## WHAT THIS TASK INVOLVES:
Exactly the lines from the one with "Guideline: the keypoint for each instance of the still" through the end of the records below are to be output, the first and last included, and no others.

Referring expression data
-=-=-=-=-
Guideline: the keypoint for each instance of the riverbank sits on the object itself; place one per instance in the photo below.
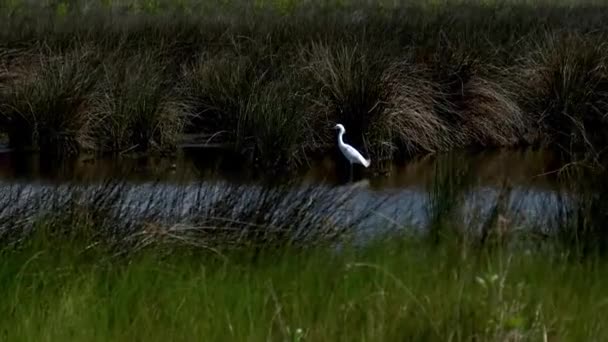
(269, 81)
(388, 291)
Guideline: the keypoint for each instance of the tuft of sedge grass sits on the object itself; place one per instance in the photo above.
(48, 106)
(345, 83)
(136, 109)
(565, 78)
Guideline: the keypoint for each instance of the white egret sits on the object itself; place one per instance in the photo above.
(353, 156)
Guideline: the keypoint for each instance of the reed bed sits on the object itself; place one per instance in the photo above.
(269, 79)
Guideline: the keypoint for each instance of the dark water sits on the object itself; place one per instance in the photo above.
(400, 196)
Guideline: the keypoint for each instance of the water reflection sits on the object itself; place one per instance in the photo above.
(526, 168)
(402, 197)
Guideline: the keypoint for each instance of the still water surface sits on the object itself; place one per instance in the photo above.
(401, 197)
-=-=-=-=-
## EXERCISE RESPONSE:
Guideline: the keypoint for each instance of the still water surface sits on the object itself; place one per instance in the photo above.
(401, 197)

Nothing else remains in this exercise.